---------- Seitentext
Die Flut bekloppter Einfälle stoppt die Line-Up-Schrumpfung nicht. "Im Vordergrund steht immer eine dumme Idee, ich hab' da so einen Stereotyp, den ich mime, und das Soundgewand bastelt sich dann da drumherum."

Inspiration liefern Edgar "das Verhalten und die Summe der Dummheiten unserer Spezies". Den Menschen gegenüber hege er "ambivalente Gefühle. Ich habe aufrichtige Hassempfindungen und denke, dass wir diesen Planeten nicht verdient haben. Andererseits erfahre ich, wenn ich mein Umfeld betrachte, auch unfassbar viel Zuwendung und Liebe."

Seine Songtexte bezeichnet er demnach als "Kompromiss aus Hass und Lebensbejahung", der musikalische Rahmen dafür speist sich aus seiner Bandbreite: "Mir fallen sehr viele Texte beim Joggen und beim Kacken ein, und wenn ich joggen gehe, höre ich wirklich alles von Taylor Swift über Haftbefehl und Sepultura bis zu klassischen Komponisten."
--------------------
▸ **Aufgaben**:
- A) Wie bezeichnet Edgar laut dem Text über seine Musik seine Songtexte?
- B) Führen Sie den Text über Edgars Musik im Anschluss an seinen letzten Satz weiter.
---------- Datensatzauszug
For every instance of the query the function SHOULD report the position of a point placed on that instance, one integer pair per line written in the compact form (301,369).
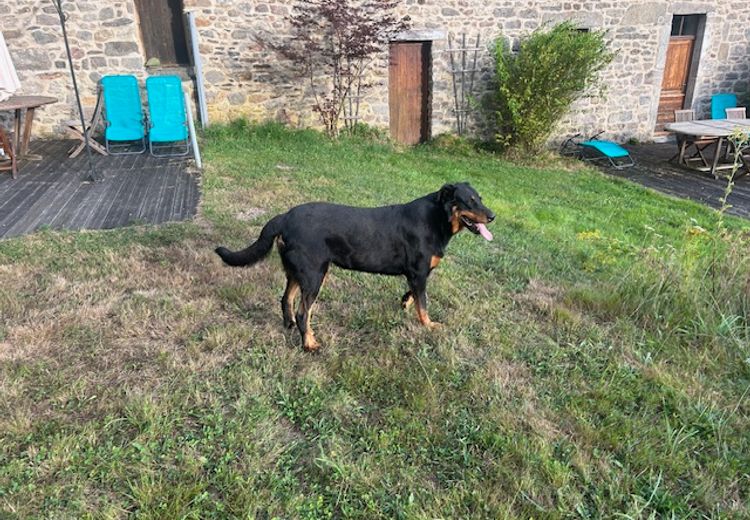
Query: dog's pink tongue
(484,231)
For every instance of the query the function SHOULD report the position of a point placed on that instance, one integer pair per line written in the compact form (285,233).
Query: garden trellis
(463,87)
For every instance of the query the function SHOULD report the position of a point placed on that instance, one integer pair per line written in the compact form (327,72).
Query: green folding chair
(123,115)
(167,116)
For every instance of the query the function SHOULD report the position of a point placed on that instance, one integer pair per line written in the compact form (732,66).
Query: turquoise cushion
(166,104)
(122,108)
(607,148)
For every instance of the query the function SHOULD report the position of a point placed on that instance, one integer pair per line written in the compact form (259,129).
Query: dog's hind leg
(309,286)
(287,301)
(418,285)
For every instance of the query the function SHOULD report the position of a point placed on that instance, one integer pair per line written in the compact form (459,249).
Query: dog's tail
(256,251)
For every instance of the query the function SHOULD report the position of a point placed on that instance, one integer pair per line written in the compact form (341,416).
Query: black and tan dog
(405,239)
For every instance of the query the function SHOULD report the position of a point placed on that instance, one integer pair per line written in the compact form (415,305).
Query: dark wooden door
(163,30)
(674,84)
(409,91)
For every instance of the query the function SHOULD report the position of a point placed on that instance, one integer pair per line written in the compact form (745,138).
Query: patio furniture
(73,128)
(716,130)
(720,103)
(593,149)
(22,129)
(8,159)
(168,118)
(123,115)
(736,113)
(684,143)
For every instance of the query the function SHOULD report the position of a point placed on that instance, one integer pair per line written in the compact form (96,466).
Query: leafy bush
(537,84)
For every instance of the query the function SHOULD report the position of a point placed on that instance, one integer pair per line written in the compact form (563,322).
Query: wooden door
--------------------
▸ **Erwartete Ergebnisse**:
- A) Als „Kompromiss aus Hass und Lebensbejahung“.

- B)
Ironie als Stilmittel beschreibt er als für Deinemafa essentiell, man dürfe es aber nicht überdosieren. Genauso sparsam sollte man mit Belehrungen umgehen: "Haltung zeigen ist mir als Privatmensch wie künstlerisch sehr wichtig. Ich komm' aber schlecht klar auf diesen Each-one-teach-one-Rap. Da fehlen mir oft Kontraste. Humor ist für mich so nah an Verzweiflung, dass sie für mich Protagonist und Antagonist sind. Außerdem strengen mich Menschen an, die sich ständig hinter Ironie verstecken. Ich finde, zwischendurch darf man diesen Mantel an die Garderobe hängen, einfach mal zu etwas stehen und das trojanische Pferd verlassen." Amen.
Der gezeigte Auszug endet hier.